What is expected - Look for the line with "Exercise. Point out each instance of the stone" in the entries below, then extract that line and all lines after it exactly, with pictures left out.

Records:

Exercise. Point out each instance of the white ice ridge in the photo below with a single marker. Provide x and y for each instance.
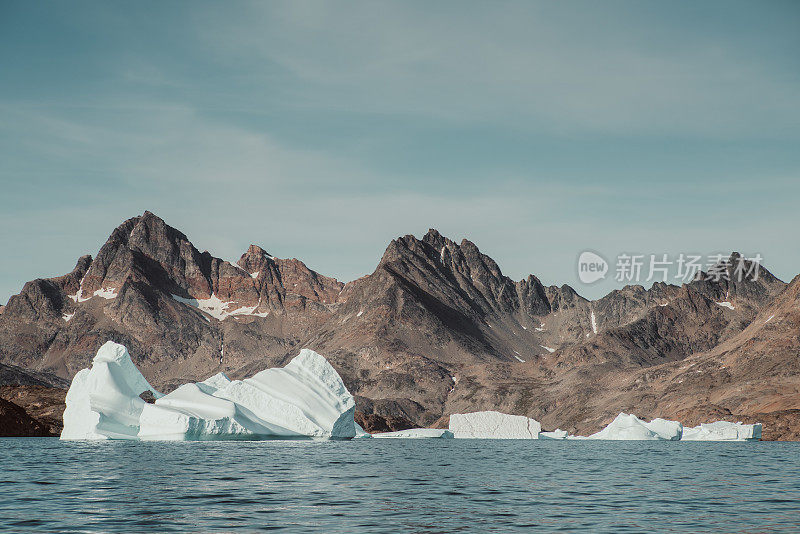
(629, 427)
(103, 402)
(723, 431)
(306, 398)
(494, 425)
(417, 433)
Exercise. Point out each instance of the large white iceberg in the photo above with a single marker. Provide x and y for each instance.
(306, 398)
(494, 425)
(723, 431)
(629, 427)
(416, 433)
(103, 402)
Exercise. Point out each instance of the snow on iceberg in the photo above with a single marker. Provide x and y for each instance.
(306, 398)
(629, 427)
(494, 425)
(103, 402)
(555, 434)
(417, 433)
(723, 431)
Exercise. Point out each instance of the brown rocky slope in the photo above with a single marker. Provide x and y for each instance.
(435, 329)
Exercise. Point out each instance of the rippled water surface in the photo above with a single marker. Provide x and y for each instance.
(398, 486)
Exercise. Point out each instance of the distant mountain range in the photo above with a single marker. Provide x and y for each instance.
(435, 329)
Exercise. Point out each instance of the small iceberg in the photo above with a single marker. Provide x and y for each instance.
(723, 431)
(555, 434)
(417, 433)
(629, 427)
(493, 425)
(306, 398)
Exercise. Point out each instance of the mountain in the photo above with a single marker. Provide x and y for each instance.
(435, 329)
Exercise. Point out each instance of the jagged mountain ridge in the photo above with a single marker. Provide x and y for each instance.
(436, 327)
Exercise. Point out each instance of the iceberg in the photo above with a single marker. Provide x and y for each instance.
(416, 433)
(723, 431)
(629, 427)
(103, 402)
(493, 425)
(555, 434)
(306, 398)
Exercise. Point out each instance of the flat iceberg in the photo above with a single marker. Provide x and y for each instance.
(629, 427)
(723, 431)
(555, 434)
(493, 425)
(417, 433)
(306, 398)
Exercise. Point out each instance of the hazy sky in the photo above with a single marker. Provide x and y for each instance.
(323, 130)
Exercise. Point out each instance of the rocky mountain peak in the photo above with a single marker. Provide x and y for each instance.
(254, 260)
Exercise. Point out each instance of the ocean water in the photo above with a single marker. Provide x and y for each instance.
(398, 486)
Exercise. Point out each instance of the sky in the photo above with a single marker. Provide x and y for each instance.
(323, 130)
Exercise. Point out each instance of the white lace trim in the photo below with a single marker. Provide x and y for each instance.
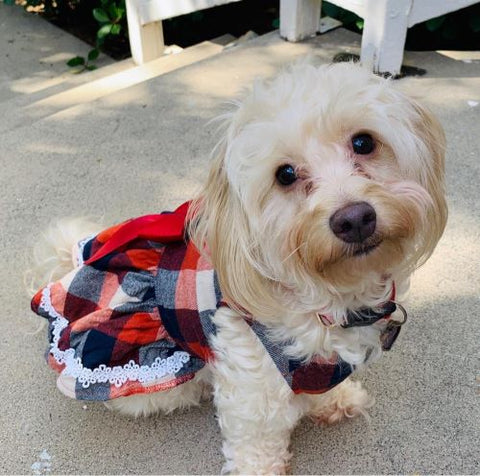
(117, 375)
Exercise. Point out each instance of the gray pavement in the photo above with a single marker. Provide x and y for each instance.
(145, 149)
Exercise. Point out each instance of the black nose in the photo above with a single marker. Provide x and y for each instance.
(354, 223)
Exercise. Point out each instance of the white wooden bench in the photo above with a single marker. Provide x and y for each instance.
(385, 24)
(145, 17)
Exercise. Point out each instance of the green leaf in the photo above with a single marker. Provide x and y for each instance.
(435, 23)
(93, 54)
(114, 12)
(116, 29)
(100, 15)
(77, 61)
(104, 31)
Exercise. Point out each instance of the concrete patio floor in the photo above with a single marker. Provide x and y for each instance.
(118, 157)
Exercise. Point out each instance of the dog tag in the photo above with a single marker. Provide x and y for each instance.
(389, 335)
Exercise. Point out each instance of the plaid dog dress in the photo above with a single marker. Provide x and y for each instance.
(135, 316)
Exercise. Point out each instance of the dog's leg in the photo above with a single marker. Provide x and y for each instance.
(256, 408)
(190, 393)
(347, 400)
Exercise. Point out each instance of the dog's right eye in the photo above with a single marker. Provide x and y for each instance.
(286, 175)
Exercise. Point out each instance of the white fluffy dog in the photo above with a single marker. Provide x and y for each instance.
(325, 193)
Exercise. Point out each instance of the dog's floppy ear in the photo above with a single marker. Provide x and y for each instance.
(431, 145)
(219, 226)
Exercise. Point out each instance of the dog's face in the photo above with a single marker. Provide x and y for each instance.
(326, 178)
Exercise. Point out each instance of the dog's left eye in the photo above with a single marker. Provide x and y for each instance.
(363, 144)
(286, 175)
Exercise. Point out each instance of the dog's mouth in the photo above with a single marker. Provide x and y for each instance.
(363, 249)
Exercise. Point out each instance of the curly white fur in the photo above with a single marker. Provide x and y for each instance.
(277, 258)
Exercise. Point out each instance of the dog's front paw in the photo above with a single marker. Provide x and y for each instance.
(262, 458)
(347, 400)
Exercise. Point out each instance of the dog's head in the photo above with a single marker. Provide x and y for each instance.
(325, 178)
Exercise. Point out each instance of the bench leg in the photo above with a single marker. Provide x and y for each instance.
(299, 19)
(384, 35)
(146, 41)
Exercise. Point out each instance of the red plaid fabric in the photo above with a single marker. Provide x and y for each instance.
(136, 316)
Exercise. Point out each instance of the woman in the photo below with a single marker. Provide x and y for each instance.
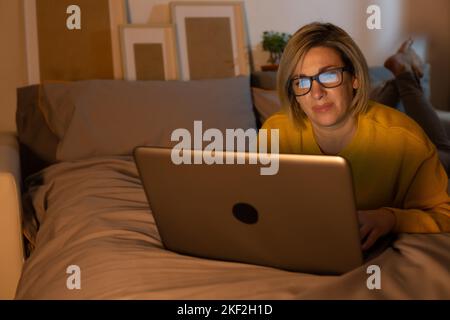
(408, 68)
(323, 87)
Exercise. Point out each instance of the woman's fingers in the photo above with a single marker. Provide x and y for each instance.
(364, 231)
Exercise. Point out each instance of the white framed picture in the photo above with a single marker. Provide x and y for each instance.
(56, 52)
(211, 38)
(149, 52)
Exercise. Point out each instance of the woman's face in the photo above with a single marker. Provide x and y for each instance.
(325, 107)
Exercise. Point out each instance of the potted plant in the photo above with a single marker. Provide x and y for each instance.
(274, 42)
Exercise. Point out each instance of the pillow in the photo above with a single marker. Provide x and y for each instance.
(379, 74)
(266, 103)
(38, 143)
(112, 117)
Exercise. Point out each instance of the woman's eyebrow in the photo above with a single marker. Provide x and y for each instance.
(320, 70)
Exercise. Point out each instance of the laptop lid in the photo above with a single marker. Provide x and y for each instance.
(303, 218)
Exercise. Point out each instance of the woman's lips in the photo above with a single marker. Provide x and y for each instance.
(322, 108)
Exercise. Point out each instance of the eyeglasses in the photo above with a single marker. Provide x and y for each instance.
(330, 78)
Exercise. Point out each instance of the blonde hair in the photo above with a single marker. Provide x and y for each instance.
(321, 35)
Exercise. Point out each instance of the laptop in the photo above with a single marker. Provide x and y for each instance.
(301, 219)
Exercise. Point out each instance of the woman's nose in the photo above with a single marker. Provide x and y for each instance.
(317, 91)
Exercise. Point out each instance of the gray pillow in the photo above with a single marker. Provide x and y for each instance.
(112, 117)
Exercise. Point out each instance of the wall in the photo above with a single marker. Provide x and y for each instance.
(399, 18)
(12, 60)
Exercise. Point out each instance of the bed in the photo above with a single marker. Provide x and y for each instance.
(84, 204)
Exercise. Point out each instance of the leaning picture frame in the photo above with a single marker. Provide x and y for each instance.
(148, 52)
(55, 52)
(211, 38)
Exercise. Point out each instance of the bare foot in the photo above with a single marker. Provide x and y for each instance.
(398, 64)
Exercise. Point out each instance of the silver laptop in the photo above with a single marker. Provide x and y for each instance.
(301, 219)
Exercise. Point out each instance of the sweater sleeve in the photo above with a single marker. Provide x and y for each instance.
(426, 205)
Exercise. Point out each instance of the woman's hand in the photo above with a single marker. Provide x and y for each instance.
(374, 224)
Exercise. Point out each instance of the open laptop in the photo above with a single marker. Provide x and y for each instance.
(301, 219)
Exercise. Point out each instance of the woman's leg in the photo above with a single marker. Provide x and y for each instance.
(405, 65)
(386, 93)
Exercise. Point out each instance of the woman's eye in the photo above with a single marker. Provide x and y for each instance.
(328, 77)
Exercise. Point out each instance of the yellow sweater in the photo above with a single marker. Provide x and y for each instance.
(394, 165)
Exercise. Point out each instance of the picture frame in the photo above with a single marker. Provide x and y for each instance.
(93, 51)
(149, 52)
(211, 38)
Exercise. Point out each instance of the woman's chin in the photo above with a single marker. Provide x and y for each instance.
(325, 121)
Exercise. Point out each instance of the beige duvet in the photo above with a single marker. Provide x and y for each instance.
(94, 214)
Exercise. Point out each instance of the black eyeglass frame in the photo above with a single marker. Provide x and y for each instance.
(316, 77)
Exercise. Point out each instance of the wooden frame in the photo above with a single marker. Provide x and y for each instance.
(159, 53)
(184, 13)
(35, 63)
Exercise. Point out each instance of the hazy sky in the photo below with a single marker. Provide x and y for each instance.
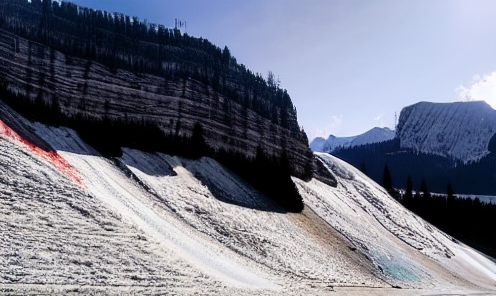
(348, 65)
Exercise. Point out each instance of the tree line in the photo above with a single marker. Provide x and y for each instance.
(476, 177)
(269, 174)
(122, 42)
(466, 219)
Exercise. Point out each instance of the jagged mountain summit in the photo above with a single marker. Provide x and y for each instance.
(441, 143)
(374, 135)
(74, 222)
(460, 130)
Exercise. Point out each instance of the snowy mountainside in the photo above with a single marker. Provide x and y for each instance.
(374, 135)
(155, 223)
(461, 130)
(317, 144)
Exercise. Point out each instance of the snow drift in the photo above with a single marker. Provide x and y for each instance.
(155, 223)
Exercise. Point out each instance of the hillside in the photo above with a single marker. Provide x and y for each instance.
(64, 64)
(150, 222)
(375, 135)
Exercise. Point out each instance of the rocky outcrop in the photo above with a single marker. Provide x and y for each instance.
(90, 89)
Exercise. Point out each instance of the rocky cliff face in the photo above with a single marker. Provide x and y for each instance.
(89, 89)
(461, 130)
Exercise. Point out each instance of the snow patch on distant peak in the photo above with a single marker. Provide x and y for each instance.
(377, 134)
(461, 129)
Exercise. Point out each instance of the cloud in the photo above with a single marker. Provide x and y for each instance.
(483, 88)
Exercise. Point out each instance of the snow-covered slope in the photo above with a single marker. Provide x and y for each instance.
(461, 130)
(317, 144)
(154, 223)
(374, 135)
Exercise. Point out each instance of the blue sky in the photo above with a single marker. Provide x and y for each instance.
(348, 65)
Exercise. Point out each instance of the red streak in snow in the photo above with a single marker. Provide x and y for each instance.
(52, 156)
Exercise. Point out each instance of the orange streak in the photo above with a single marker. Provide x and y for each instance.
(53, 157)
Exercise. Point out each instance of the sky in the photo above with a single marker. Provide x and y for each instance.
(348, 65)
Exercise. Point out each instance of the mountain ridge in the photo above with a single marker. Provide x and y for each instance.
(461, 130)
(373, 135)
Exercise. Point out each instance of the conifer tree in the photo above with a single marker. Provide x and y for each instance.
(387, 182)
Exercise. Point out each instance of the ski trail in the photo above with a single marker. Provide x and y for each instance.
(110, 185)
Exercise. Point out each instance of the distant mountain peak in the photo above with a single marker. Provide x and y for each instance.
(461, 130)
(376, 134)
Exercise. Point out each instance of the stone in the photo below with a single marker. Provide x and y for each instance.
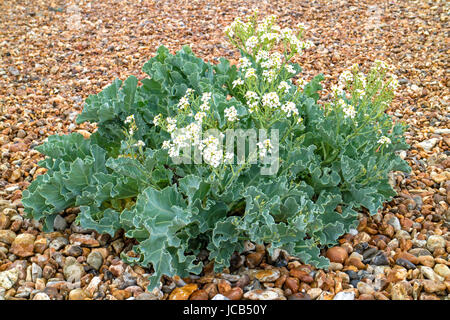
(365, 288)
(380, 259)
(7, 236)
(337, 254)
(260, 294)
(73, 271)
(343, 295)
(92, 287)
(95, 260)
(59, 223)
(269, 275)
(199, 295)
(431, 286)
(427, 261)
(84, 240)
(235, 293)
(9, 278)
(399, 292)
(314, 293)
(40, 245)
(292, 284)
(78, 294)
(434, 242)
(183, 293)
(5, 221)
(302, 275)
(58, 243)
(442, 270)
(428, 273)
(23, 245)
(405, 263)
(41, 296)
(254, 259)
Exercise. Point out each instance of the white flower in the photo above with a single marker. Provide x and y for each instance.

Right answer -
Exercise. Point out each instance of the stone in the photo below with a single marker. Provide x and y for each instance.
(365, 288)
(380, 259)
(7, 236)
(337, 254)
(260, 294)
(73, 271)
(343, 295)
(92, 287)
(95, 260)
(59, 223)
(269, 275)
(199, 295)
(431, 286)
(427, 261)
(84, 240)
(235, 293)
(9, 278)
(399, 292)
(314, 293)
(40, 245)
(292, 284)
(78, 294)
(434, 242)
(183, 293)
(5, 221)
(302, 275)
(58, 243)
(442, 270)
(428, 273)
(23, 245)
(405, 263)
(41, 296)
(254, 259)
Exercise. Point out each instance of the white flower in the photo above with a single marker. Provide x and y for each instance.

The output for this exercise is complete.